──────── SOURCE DATA

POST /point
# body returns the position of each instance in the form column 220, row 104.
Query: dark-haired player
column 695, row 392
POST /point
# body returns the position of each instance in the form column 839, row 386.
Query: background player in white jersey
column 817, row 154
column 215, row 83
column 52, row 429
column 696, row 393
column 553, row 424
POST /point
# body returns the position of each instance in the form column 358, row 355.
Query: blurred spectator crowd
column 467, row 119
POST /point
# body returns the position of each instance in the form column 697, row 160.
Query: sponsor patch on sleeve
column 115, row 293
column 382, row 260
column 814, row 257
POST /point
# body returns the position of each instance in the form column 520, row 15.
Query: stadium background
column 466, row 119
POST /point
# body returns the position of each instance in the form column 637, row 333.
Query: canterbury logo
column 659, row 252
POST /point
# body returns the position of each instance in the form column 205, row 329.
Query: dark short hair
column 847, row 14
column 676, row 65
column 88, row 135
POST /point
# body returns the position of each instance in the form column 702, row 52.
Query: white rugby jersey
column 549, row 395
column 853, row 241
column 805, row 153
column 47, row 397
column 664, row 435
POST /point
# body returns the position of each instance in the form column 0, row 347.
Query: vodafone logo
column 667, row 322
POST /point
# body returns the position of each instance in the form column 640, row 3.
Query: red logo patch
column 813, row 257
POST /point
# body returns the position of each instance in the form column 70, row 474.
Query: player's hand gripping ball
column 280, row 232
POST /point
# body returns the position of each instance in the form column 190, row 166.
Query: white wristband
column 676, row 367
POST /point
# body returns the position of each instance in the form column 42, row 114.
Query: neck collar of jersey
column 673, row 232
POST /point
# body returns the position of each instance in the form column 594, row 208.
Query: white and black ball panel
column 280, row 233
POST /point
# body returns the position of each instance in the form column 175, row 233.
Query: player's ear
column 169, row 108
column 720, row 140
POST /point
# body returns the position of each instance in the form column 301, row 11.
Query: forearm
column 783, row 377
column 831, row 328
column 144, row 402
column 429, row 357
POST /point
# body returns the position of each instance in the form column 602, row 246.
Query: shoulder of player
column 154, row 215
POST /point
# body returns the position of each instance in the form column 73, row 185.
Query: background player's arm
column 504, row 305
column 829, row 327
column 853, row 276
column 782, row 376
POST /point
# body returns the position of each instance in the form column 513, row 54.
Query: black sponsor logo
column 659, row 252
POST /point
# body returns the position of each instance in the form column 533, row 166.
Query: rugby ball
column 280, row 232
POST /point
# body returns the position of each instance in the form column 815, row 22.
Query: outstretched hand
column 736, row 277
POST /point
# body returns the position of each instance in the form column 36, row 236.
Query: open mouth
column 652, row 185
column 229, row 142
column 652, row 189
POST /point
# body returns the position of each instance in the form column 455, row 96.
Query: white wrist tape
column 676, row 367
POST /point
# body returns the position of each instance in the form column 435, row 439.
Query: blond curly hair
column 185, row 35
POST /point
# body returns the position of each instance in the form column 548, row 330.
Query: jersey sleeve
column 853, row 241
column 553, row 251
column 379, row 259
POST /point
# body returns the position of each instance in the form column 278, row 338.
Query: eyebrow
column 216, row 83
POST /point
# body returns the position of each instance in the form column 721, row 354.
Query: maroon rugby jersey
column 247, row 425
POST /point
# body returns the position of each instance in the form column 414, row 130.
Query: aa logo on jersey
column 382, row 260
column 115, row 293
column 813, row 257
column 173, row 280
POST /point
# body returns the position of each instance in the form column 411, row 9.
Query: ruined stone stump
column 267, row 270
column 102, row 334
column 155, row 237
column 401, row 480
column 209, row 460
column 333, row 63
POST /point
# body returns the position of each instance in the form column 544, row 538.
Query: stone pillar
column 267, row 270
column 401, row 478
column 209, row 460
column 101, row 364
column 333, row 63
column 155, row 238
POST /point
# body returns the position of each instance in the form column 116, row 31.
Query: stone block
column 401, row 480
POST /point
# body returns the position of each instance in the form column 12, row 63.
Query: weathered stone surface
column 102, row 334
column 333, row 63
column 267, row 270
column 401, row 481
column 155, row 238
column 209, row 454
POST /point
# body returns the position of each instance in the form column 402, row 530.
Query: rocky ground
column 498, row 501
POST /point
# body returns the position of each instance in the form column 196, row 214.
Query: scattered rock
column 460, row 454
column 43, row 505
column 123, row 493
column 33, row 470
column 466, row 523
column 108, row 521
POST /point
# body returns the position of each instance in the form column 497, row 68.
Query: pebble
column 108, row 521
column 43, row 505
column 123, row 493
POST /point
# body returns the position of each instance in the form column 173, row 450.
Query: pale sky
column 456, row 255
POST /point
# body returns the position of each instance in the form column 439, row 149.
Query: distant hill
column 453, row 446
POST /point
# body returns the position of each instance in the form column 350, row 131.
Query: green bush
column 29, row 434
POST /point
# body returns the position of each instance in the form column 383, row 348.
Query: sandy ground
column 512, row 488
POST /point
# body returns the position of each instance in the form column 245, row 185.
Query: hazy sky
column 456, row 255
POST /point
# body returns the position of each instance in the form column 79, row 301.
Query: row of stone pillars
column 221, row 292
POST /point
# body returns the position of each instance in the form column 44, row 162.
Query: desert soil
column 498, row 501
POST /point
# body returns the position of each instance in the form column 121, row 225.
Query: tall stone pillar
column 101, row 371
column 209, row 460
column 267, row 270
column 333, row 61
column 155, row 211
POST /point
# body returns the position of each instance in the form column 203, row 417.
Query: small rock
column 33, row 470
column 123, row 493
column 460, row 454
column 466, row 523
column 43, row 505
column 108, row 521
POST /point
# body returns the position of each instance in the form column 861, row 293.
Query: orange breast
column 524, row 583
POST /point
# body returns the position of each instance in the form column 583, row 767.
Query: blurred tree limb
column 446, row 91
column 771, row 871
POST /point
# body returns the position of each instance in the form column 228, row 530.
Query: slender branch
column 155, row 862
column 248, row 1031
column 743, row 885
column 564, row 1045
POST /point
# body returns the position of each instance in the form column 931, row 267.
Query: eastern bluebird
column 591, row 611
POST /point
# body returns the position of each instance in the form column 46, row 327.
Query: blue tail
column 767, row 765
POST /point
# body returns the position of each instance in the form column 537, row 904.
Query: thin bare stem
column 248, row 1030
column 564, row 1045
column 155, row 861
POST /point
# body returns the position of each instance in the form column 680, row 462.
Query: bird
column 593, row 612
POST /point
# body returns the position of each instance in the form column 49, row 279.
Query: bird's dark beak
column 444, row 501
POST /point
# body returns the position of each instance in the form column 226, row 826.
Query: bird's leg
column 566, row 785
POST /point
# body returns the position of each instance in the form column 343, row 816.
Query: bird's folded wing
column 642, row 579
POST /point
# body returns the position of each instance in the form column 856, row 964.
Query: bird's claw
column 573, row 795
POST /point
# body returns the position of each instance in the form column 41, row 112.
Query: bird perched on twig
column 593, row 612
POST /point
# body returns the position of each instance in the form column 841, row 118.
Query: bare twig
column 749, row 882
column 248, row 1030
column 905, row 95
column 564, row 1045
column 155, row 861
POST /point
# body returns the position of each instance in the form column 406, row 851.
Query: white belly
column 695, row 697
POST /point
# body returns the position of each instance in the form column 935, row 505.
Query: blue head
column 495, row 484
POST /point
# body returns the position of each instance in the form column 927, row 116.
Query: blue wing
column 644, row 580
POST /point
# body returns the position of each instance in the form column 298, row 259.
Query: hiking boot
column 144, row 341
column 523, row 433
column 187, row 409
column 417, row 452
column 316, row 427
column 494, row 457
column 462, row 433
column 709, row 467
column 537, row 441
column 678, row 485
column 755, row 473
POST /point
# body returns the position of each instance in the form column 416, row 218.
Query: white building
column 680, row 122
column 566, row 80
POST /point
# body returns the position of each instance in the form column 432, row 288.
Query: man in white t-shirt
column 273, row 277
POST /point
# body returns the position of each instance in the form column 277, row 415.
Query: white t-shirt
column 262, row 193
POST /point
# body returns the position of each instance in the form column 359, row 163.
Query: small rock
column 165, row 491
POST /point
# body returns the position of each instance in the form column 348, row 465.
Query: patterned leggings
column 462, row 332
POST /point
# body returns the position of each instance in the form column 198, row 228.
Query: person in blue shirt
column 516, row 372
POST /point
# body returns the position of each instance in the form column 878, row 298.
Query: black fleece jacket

────────────────

Taking the line that contains "Query: white t-shirt" as the first, reproduce every line through the end of the entries exactly.

(ANSWER TO THE PROBLEM):
Query: white t-shirt
column 262, row 193
POST /point
# body returns the position of each instance in the form column 359, row 163.
Query: small rock
column 165, row 491
POST /point
# body returns the position of each instance in the form column 348, row 465.
Query: patterned leggings
column 462, row 332
POST /point
# body returns the position of each instance in the form column 198, row 228.
Query: person in blue shirt
column 516, row 372
POST /point
# body returns the position of each instance in the form column 878, row 298.
Query: black fleece jacket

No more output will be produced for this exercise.